*YOUR OBJECTIVE*. Please render only the records starting with the line that contains "Keypoint guideline: for each instance of the black sneaker" and going on through the line that contains "(307, 1130)" as a two-column CSV with columns named instruction and points, one row per record. Put each field in quotes, with line breaks replaced by spaces.
※
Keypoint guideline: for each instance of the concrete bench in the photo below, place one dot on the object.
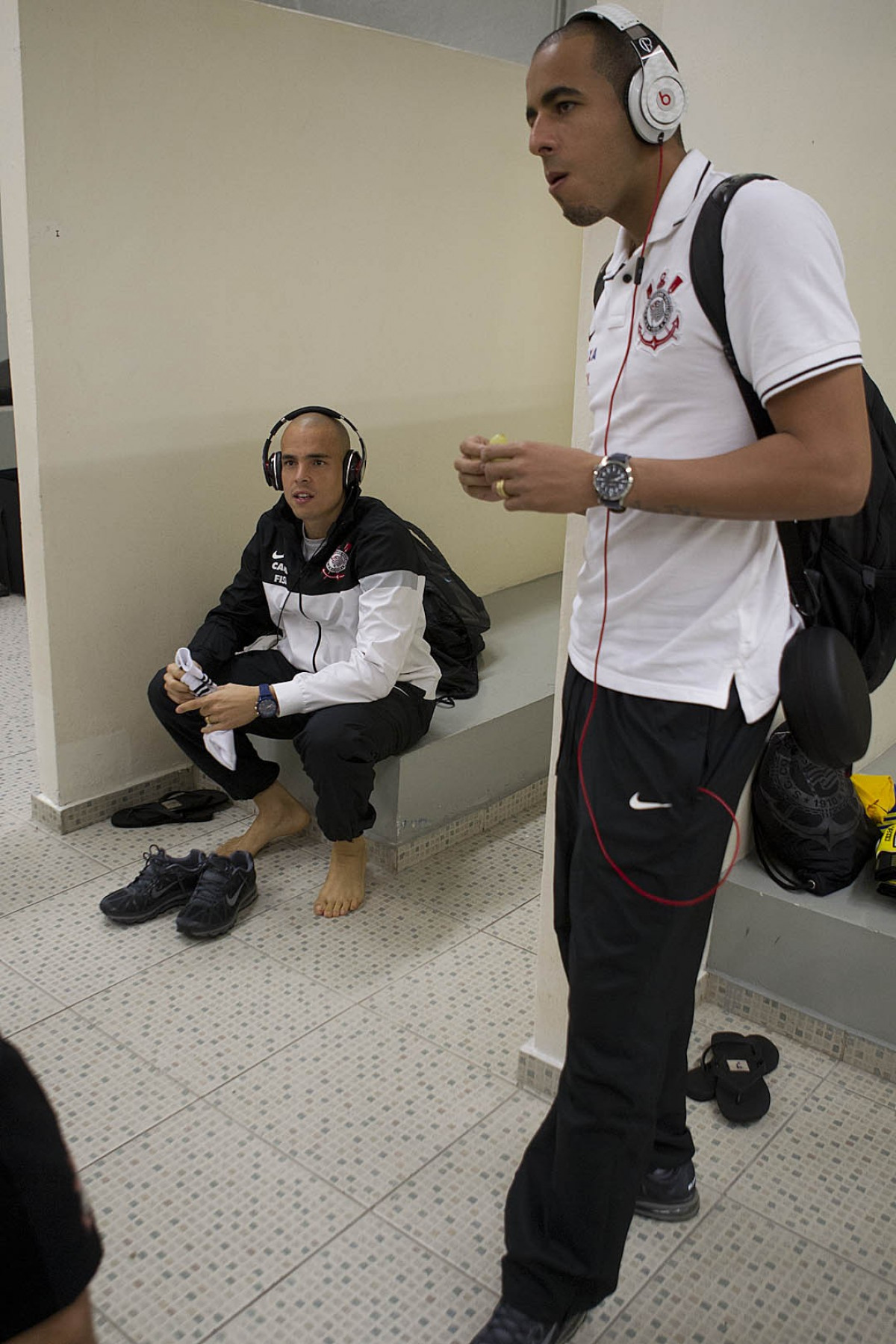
(482, 759)
(829, 957)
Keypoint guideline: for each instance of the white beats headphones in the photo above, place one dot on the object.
(657, 97)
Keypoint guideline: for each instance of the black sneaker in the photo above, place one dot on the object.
(511, 1327)
(226, 887)
(669, 1194)
(163, 883)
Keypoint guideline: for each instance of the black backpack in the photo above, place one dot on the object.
(841, 570)
(455, 621)
(810, 831)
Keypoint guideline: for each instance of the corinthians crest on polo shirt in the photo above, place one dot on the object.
(660, 317)
(337, 564)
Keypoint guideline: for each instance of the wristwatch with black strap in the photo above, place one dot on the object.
(267, 706)
(613, 479)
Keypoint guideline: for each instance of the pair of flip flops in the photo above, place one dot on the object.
(180, 806)
(732, 1070)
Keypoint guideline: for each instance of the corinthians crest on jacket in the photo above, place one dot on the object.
(660, 316)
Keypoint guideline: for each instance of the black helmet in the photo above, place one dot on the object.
(810, 831)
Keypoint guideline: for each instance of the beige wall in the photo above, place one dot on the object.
(800, 90)
(227, 210)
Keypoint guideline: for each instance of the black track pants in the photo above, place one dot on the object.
(632, 962)
(339, 745)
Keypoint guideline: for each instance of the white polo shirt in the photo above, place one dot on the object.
(692, 603)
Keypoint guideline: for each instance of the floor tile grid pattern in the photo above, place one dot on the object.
(307, 1130)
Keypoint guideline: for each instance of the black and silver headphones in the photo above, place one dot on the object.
(656, 97)
(354, 464)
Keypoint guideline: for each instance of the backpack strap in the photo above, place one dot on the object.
(598, 284)
(707, 276)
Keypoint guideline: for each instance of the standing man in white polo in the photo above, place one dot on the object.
(680, 618)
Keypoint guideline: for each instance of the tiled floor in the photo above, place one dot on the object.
(304, 1132)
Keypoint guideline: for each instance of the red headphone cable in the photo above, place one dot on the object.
(649, 895)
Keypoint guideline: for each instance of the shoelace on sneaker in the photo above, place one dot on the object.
(155, 859)
(217, 877)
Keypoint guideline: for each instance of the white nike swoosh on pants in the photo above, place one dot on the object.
(640, 806)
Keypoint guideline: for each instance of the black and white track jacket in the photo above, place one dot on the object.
(349, 620)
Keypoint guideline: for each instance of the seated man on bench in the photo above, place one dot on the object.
(334, 581)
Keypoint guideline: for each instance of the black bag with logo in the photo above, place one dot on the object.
(810, 831)
(455, 621)
(841, 570)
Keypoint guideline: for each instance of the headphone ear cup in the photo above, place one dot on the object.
(273, 473)
(352, 470)
(656, 111)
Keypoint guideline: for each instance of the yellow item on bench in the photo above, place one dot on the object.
(876, 794)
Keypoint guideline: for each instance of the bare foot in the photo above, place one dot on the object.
(280, 815)
(344, 887)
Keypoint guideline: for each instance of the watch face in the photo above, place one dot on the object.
(615, 480)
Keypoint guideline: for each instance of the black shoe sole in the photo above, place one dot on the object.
(149, 914)
(662, 1213)
(220, 929)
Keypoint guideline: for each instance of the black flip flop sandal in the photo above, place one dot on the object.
(732, 1068)
(180, 806)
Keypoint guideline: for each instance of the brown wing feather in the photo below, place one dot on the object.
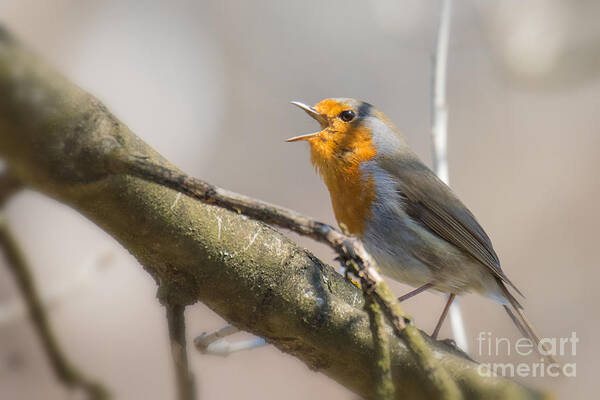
(430, 201)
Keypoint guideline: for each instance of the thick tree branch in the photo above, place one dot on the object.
(63, 142)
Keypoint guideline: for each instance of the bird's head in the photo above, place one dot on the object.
(352, 132)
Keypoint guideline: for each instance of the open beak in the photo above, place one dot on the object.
(321, 119)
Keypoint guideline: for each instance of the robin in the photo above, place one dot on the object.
(411, 223)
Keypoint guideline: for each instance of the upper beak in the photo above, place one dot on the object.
(321, 119)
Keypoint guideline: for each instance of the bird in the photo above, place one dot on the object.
(411, 223)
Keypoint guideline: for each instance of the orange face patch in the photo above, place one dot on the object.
(337, 153)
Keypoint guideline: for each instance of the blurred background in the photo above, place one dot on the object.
(207, 84)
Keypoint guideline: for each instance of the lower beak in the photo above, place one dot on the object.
(303, 137)
(321, 119)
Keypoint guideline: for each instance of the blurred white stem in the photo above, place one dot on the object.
(215, 343)
(14, 309)
(439, 132)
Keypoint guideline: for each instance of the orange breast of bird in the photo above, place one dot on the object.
(338, 159)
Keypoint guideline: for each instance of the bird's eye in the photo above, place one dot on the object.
(347, 115)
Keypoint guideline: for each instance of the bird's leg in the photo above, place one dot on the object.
(415, 292)
(443, 316)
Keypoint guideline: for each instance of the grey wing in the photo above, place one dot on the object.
(431, 202)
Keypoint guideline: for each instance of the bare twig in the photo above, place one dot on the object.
(184, 379)
(66, 373)
(439, 132)
(382, 376)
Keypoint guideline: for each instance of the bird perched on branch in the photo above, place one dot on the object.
(413, 225)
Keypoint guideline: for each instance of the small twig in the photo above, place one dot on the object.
(350, 250)
(382, 372)
(185, 381)
(63, 369)
(439, 133)
(9, 185)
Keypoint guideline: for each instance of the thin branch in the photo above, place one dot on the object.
(382, 371)
(65, 372)
(186, 389)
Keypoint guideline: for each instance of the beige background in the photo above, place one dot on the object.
(208, 84)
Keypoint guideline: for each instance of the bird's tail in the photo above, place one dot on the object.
(518, 317)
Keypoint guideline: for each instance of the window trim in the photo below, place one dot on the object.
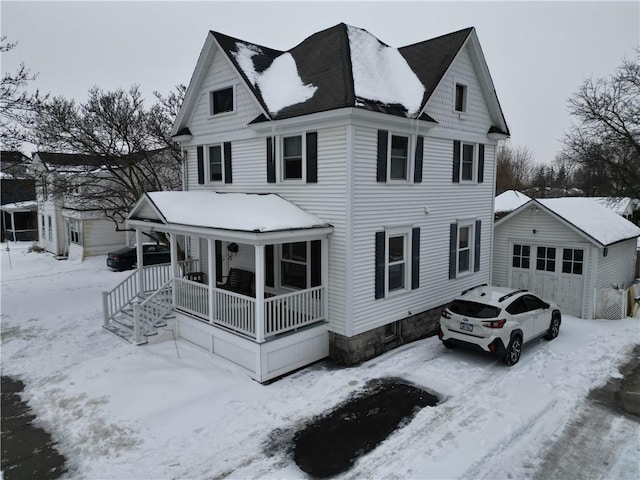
(207, 163)
(408, 171)
(465, 96)
(471, 225)
(405, 233)
(306, 263)
(303, 158)
(233, 99)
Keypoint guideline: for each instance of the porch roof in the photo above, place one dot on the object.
(239, 212)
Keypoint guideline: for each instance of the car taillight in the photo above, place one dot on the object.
(494, 324)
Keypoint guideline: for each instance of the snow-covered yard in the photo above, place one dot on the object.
(170, 410)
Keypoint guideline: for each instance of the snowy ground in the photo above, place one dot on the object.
(170, 410)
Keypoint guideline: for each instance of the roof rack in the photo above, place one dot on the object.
(511, 294)
(471, 288)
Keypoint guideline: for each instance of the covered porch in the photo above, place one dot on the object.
(247, 279)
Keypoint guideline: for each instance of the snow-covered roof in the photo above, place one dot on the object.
(246, 212)
(595, 220)
(619, 205)
(381, 73)
(509, 201)
(26, 205)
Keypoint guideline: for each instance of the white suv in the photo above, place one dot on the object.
(498, 320)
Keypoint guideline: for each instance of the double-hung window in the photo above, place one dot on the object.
(221, 101)
(398, 157)
(293, 265)
(215, 162)
(75, 231)
(464, 248)
(293, 164)
(460, 104)
(397, 268)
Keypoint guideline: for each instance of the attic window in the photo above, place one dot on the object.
(221, 101)
(461, 98)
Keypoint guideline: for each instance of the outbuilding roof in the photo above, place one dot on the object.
(596, 222)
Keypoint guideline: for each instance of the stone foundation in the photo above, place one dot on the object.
(349, 351)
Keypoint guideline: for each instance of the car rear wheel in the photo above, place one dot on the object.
(513, 351)
(554, 327)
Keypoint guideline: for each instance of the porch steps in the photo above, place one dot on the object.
(121, 324)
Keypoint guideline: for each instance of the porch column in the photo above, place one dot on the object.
(211, 268)
(173, 251)
(259, 276)
(324, 254)
(139, 258)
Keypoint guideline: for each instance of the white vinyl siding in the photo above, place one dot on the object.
(378, 206)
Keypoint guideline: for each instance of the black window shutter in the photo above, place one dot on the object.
(481, 163)
(269, 279)
(415, 258)
(417, 171)
(316, 263)
(379, 275)
(476, 250)
(383, 137)
(453, 250)
(312, 157)
(218, 261)
(200, 165)
(456, 161)
(271, 162)
(227, 163)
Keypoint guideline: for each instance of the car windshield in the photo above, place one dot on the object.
(473, 309)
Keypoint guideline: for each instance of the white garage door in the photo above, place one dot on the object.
(554, 273)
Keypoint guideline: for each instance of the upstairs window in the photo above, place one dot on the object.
(292, 164)
(221, 101)
(461, 98)
(398, 157)
(215, 163)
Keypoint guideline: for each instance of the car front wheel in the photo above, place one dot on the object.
(554, 327)
(513, 351)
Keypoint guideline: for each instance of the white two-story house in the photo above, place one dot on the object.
(349, 182)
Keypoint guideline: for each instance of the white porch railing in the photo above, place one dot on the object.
(293, 310)
(235, 311)
(154, 277)
(148, 314)
(192, 297)
(238, 312)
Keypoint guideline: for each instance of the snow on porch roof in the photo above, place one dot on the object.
(249, 212)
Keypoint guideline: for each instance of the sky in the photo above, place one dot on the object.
(538, 53)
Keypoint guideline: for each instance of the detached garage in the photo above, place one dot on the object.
(563, 249)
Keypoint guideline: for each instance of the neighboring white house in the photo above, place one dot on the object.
(390, 151)
(564, 249)
(66, 226)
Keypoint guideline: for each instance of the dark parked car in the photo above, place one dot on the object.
(126, 258)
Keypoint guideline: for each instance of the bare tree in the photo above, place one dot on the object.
(606, 141)
(514, 168)
(129, 147)
(17, 106)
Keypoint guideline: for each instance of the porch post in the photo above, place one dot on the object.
(139, 258)
(259, 276)
(211, 268)
(173, 251)
(324, 248)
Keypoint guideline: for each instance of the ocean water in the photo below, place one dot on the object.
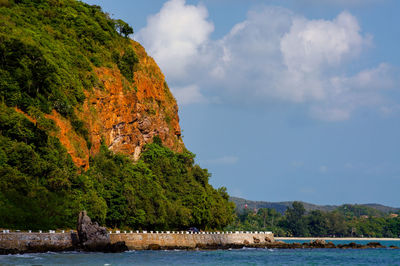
(217, 257)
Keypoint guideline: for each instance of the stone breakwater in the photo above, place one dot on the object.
(21, 242)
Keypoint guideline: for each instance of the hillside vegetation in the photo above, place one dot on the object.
(49, 53)
(296, 220)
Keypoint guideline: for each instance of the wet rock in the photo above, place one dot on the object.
(375, 245)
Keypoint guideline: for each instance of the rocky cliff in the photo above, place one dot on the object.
(125, 115)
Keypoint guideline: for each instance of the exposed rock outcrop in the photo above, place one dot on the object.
(124, 115)
(92, 237)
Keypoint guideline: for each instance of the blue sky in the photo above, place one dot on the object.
(283, 100)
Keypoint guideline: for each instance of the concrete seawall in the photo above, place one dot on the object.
(184, 240)
(15, 242)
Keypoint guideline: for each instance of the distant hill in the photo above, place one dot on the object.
(282, 206)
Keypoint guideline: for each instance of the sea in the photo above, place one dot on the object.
(245, 256)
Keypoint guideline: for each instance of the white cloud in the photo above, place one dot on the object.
(345, 3)
(223, 160)
(273, 55)
(188, 95)
(175, 35)
(323, 169)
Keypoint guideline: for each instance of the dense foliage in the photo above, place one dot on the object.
(41, 188)
(48, 50)
(347, 220)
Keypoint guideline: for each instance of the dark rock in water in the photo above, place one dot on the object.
(92, 237)
(375, 245)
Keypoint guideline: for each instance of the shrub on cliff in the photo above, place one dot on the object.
(49, 50)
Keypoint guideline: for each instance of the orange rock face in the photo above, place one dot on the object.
(125, 115)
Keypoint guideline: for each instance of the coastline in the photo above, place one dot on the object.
(338, 238)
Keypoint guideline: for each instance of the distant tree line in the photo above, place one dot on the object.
(347, 220)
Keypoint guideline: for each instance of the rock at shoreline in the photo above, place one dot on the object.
(92, 237)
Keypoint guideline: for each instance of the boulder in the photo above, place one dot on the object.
(92, 237)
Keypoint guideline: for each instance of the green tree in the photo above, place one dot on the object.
(123, 28)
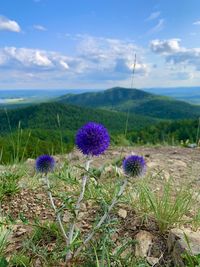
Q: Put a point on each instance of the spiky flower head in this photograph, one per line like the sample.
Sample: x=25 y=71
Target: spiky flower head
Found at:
x=92 y=139
x=134 y=165
x=45 y=163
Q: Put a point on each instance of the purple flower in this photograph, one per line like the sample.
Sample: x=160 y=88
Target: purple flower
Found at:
x=134 y=165
x=92 y=139
x=45 y=163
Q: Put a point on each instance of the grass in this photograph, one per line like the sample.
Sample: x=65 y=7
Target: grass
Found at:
x=8 y=184
x=168 y=207
x=44 y=244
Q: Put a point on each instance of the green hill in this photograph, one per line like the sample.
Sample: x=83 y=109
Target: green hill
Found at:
x=136 y=101
x=45 y=116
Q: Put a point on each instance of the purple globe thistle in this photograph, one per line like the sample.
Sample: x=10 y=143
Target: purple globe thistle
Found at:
x=134 y=165
x=92 y=139
x=45 y=163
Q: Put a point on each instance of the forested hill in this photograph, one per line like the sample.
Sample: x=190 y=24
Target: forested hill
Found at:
x=47 y=115
x=136 y=101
※
*COMPLETE RESPONSE*.
instruction,points
"Keypoint guideline: for each instance of the black sneaker in the photo above, place one dot on the object.","(511, 1327) (226, 887) (669, 1194) (163, 883)"
"Keypoint guideline: for each instance of the black backpack in the photo above, place one dot on the object.","(841, 570) (455, 621) (810, 831)"
"Keypoint guideline: for each instance of the corinthians crest on polo shirt in the photo above, place one dot on the object.","(660, 317) (337, 564)"
"Keypoint guideline: for each instance of the wristwatch with black strap in the photo above, place one dot on the object.","(267, 706) (613, 479)"
"Keypoint guideline: for each instance of the pair of flip flops in the photo above, place one dot on the object.","(180, 806) (732, 1070)"
"Keypoint guideline: for each instance of the corinthians crest on jacket in the photo above, place one dot on the object.","(660, 316)"
"Keypoint guideline: for each instance of the black helmet in the photo above, place one dot on the object.","(810, 831)"
"Keypoint guideline: for each instance of the beige wall in the photo above, place one dot on the object.","(800, 90) (227, 210)"
"Keypoint guideline: for each instance of the black track pants in the photo above, place one dot on the object.","(632, 962) (339, 745)"
"Keypoint guideline: for each instance of the white polo shirt in the photo above, place one dot on the object.","(692, 603)"
"Keypoint guideline: for each instance of the floor tile grid pattern in the photo above, place one dot on the object.","(307, 1130)"